= Beginning of Section =

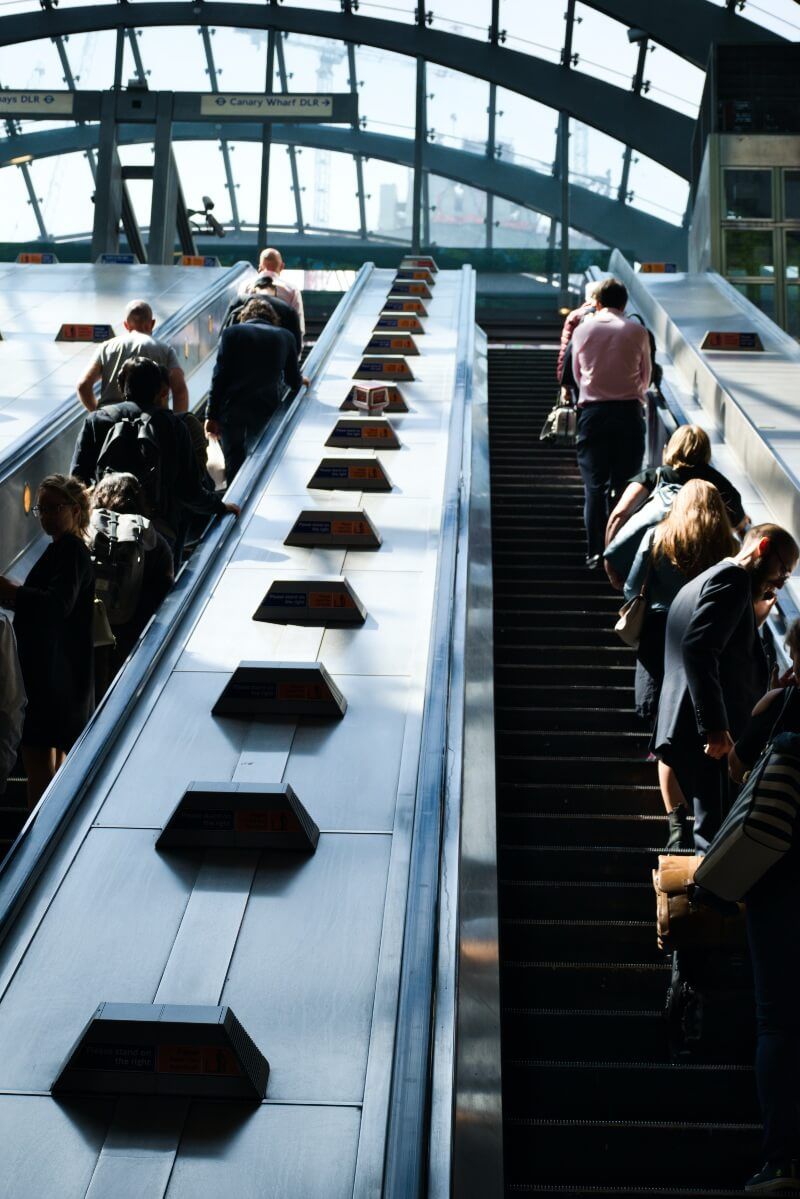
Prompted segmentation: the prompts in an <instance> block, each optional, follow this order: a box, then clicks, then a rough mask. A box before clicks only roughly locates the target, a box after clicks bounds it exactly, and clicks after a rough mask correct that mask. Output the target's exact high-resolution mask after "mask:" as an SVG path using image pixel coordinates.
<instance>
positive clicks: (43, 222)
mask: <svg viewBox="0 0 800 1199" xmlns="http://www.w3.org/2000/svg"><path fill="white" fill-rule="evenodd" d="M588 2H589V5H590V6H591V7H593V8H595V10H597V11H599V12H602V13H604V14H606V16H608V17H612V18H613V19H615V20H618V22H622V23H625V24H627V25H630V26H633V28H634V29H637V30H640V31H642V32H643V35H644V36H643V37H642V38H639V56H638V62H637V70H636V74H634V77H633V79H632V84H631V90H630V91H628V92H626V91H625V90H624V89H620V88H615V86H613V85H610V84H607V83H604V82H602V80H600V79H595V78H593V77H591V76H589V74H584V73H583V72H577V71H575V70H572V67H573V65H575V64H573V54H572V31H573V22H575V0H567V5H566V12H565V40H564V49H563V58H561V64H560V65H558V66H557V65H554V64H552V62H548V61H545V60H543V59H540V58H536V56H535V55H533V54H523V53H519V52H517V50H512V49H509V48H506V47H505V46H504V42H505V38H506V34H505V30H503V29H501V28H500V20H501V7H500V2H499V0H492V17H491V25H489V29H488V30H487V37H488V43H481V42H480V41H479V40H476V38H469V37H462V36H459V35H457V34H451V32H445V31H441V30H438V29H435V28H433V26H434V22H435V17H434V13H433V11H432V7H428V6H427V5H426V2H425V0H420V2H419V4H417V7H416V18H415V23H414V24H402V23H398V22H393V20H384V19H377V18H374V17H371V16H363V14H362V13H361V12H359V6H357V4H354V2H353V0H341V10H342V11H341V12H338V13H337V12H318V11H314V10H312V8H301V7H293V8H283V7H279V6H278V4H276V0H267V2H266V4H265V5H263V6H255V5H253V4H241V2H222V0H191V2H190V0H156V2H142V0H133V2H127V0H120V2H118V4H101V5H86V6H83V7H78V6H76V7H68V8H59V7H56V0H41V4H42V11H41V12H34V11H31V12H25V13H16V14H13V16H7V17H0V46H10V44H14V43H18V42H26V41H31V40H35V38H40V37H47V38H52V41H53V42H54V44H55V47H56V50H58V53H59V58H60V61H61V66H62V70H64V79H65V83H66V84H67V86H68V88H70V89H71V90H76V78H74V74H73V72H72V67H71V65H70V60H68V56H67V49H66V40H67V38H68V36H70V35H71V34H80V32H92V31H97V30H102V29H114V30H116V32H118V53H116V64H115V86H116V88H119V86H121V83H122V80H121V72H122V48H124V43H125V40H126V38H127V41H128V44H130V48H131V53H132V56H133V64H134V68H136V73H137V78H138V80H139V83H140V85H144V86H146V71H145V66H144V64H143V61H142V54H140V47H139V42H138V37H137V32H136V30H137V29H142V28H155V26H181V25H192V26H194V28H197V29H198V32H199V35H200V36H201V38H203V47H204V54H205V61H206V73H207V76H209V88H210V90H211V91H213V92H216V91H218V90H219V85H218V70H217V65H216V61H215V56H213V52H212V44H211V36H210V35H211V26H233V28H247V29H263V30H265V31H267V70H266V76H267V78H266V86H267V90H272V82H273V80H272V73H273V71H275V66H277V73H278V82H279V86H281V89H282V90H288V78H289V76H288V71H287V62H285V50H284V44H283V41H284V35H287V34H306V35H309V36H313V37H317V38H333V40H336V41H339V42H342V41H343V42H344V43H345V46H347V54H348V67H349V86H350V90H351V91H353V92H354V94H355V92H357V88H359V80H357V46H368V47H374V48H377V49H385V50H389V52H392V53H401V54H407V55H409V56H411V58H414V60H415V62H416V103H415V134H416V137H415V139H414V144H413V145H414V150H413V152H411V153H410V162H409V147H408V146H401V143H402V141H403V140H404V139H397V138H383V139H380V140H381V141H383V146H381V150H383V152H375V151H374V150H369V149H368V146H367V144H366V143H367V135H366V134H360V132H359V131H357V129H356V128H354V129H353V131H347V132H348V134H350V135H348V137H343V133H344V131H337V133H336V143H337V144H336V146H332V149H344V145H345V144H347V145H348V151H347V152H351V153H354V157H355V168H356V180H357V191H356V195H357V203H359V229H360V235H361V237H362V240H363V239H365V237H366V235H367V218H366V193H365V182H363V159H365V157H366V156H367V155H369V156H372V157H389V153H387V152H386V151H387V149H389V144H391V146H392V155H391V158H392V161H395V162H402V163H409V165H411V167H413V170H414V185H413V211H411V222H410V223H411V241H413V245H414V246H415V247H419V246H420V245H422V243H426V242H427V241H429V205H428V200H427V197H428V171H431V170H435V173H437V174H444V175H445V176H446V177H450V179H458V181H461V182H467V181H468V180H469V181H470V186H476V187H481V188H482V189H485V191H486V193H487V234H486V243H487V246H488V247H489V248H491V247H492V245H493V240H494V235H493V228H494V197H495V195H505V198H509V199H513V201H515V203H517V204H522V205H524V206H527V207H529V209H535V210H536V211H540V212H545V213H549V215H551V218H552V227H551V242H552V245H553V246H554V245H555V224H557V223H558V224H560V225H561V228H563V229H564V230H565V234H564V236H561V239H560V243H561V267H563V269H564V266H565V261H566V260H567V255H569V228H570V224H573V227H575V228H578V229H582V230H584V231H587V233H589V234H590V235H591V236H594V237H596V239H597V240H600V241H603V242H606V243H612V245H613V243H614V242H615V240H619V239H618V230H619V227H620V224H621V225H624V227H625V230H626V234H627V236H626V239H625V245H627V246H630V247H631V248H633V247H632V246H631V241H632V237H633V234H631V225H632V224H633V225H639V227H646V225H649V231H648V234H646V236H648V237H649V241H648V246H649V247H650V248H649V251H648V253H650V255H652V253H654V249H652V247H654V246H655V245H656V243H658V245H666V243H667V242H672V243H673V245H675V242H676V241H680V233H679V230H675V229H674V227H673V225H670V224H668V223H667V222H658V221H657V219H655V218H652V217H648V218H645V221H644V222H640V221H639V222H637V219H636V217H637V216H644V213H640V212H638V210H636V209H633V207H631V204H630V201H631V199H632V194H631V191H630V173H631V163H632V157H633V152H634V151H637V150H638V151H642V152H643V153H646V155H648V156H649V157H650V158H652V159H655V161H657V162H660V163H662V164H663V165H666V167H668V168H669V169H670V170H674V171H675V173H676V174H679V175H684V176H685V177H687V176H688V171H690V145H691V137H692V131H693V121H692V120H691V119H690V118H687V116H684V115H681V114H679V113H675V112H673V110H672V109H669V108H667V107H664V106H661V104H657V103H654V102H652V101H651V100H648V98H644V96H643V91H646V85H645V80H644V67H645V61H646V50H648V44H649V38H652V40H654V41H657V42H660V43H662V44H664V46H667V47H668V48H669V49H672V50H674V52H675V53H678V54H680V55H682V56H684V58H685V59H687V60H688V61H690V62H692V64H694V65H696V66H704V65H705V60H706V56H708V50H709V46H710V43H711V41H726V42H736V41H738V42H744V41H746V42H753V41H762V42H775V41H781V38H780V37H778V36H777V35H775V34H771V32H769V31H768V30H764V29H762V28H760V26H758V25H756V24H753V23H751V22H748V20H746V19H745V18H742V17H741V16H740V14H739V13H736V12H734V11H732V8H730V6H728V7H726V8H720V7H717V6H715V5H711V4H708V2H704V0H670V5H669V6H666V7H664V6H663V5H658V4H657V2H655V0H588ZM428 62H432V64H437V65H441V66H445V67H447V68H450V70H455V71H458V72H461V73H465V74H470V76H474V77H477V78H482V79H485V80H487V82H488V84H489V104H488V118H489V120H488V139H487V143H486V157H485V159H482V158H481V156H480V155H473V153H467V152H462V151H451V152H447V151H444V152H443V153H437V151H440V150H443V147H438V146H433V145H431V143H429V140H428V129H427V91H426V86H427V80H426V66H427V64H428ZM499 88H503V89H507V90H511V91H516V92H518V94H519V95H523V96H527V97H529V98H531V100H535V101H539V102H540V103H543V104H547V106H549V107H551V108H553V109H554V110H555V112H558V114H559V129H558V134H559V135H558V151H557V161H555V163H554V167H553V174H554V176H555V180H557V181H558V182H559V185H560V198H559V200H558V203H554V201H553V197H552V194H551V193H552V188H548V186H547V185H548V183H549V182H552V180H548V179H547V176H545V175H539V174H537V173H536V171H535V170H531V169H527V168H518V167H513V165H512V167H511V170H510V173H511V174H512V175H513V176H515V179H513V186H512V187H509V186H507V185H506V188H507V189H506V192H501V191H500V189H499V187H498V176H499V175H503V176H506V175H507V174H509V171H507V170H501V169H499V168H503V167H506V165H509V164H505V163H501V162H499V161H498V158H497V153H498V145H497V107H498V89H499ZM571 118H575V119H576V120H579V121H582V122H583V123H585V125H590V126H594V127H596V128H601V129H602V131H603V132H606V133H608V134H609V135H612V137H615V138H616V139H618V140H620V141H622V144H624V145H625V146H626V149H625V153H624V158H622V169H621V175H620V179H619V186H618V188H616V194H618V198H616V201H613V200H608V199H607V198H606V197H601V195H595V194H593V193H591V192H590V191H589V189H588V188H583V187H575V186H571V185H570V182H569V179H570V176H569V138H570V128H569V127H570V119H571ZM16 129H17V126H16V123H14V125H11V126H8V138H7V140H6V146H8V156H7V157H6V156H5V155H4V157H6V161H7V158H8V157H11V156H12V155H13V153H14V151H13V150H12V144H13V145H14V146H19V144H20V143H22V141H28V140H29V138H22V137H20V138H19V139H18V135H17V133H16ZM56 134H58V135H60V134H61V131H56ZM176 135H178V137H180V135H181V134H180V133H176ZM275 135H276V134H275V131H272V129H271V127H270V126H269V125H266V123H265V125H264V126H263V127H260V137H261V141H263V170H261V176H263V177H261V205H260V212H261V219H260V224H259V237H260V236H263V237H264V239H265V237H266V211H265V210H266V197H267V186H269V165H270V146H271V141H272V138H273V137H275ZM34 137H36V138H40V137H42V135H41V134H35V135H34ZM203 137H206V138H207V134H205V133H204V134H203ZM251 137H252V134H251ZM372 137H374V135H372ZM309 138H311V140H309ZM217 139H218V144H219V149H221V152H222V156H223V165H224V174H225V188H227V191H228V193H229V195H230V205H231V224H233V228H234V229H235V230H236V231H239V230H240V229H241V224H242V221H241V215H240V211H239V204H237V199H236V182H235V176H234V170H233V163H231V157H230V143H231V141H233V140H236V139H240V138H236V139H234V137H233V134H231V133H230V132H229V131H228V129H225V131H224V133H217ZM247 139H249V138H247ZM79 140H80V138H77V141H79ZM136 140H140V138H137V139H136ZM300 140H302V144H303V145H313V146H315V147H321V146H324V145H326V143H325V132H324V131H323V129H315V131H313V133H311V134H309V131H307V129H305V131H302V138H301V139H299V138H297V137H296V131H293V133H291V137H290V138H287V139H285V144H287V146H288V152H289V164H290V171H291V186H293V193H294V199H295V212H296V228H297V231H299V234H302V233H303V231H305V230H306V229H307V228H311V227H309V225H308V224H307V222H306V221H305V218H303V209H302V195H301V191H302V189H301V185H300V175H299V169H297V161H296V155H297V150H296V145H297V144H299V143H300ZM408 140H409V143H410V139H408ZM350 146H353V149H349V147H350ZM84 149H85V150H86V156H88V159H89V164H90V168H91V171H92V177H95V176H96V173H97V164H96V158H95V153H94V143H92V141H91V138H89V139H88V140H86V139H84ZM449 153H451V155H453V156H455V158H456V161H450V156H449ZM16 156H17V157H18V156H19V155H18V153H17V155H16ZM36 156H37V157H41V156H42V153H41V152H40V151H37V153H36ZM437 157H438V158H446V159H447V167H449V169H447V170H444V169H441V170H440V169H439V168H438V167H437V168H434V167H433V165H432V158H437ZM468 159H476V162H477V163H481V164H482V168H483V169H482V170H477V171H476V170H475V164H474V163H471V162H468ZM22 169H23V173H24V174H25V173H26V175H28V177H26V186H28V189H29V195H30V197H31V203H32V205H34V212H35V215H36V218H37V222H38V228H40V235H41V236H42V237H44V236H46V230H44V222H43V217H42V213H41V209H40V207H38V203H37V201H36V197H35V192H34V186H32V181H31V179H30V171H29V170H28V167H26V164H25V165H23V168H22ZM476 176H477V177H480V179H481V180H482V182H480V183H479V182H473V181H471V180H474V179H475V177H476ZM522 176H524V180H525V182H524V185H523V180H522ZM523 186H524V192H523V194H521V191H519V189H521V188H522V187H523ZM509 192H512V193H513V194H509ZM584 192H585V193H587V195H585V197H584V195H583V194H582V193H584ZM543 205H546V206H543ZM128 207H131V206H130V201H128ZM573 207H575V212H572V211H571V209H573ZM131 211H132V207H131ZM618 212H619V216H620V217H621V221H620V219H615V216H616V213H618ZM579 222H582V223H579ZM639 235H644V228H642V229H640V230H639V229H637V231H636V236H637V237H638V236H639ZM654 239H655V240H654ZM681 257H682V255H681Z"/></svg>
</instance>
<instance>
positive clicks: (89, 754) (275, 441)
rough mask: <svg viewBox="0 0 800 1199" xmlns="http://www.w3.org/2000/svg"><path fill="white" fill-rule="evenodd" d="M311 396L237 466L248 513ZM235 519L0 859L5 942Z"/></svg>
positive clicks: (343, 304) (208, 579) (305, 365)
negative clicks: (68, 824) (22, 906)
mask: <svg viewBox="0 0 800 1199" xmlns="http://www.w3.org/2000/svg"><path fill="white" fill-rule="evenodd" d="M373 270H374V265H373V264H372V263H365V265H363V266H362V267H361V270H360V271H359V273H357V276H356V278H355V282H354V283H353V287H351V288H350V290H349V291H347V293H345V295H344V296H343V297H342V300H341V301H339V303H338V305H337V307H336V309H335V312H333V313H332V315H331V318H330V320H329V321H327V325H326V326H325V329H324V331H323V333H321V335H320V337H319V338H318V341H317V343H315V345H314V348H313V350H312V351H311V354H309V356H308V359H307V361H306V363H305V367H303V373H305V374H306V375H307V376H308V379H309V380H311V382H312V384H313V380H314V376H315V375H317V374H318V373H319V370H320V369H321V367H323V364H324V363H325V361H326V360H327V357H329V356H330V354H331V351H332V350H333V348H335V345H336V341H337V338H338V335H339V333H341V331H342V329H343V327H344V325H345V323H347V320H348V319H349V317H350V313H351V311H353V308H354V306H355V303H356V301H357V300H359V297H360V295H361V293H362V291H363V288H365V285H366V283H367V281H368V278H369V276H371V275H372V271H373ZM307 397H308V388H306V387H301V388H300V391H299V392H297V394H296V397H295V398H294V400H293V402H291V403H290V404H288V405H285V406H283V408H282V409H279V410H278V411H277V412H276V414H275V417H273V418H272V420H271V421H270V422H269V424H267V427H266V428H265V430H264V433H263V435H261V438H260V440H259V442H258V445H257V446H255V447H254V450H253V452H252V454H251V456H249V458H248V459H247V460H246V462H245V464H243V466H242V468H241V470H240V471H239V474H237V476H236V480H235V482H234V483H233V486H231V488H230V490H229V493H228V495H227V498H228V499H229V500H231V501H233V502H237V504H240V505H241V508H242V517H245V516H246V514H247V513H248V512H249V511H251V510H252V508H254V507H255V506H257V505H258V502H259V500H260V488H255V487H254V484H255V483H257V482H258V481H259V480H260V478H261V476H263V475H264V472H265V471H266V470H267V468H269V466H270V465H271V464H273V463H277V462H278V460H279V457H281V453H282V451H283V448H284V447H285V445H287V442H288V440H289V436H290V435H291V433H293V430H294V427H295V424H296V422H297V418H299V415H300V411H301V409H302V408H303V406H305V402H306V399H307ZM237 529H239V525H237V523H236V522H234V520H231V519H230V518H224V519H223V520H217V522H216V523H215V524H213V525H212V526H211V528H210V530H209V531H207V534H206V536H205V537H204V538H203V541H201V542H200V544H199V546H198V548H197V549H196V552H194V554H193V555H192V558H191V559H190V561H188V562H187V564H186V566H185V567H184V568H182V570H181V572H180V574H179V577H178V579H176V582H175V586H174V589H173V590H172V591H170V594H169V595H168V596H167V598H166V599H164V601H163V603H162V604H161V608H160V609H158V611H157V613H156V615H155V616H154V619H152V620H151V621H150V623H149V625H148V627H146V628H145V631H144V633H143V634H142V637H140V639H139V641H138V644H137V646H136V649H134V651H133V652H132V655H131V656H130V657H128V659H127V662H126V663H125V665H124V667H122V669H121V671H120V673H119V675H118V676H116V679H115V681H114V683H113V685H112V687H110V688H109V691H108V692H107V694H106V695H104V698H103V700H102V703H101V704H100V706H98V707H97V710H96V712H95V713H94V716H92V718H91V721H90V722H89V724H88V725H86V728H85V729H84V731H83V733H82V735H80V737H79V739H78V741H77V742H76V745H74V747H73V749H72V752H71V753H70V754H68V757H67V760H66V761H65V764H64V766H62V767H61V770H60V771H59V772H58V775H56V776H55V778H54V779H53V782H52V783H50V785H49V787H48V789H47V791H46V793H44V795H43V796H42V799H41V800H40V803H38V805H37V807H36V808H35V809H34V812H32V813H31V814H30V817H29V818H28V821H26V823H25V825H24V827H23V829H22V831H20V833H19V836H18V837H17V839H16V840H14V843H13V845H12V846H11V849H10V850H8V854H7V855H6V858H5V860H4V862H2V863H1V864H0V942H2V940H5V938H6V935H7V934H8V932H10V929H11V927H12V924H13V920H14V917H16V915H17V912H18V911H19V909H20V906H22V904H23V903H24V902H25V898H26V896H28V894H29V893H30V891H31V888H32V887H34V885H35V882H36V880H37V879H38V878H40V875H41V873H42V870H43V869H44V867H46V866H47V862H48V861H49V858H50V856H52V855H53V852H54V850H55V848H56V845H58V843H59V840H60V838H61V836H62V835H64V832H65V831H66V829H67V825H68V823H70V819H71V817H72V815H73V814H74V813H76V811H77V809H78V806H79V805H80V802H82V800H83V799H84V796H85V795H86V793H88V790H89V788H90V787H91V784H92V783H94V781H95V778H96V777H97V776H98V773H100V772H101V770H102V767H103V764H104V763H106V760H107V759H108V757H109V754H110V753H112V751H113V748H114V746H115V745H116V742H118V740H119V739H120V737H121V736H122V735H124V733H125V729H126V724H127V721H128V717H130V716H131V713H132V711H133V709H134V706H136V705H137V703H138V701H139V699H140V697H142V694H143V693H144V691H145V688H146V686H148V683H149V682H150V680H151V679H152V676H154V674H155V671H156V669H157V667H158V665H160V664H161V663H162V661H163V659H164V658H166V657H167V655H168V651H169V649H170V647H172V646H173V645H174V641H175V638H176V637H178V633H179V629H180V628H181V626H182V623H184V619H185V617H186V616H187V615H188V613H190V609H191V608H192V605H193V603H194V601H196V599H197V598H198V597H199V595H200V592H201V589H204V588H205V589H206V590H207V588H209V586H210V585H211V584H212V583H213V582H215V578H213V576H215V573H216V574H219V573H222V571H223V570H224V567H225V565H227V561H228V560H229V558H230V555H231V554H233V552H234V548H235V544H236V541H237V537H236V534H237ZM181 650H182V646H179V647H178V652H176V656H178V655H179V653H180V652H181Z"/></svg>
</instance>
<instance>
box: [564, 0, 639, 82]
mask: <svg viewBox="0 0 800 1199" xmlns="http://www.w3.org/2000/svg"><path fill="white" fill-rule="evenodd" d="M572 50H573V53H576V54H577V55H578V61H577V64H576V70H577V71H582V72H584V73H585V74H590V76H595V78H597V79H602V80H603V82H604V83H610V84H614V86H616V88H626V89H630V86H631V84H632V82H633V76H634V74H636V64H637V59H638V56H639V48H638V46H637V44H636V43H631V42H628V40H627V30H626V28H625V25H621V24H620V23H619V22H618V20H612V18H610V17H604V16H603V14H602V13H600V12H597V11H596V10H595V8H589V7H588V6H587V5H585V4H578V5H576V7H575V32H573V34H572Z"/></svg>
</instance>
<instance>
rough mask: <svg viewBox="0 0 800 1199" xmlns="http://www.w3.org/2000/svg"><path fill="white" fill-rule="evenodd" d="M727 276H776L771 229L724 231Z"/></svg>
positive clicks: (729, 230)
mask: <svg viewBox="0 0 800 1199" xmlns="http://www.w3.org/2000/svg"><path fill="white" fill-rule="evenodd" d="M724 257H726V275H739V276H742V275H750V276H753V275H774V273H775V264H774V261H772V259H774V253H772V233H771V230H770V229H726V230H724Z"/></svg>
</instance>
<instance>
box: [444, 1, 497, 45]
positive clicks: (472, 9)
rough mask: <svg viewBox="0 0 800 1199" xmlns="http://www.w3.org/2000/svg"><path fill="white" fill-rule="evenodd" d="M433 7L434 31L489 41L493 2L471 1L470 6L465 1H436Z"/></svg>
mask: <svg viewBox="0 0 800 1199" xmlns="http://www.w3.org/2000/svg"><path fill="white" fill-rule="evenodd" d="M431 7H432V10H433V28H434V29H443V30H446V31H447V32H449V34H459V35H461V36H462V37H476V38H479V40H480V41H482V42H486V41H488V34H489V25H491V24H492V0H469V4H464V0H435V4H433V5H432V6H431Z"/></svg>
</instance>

= End of Section =

PROBLEM: Copy out only the lines above from the one with "positive clicks: (729, 230)" to the one with "box: [444, 1, 497, 45]", inclusive, exactly as they stand.

THE ANSWER:
positive clicks: (729, 230)
mask: <svg viewBox="0 0 800 1199" xmlns="http://www.w3.org/2000/svg"><path fill="white" fill-rule="evenodd" d="M724 257H726V275H739V276H742V275H750V276H753V275H774V273H775V264H774V261H772V259H774V253H772V233H771V230H770V229H726V230H724Z"/></svg>
</instance>
<instance>
box: [444, 1, 497, 45]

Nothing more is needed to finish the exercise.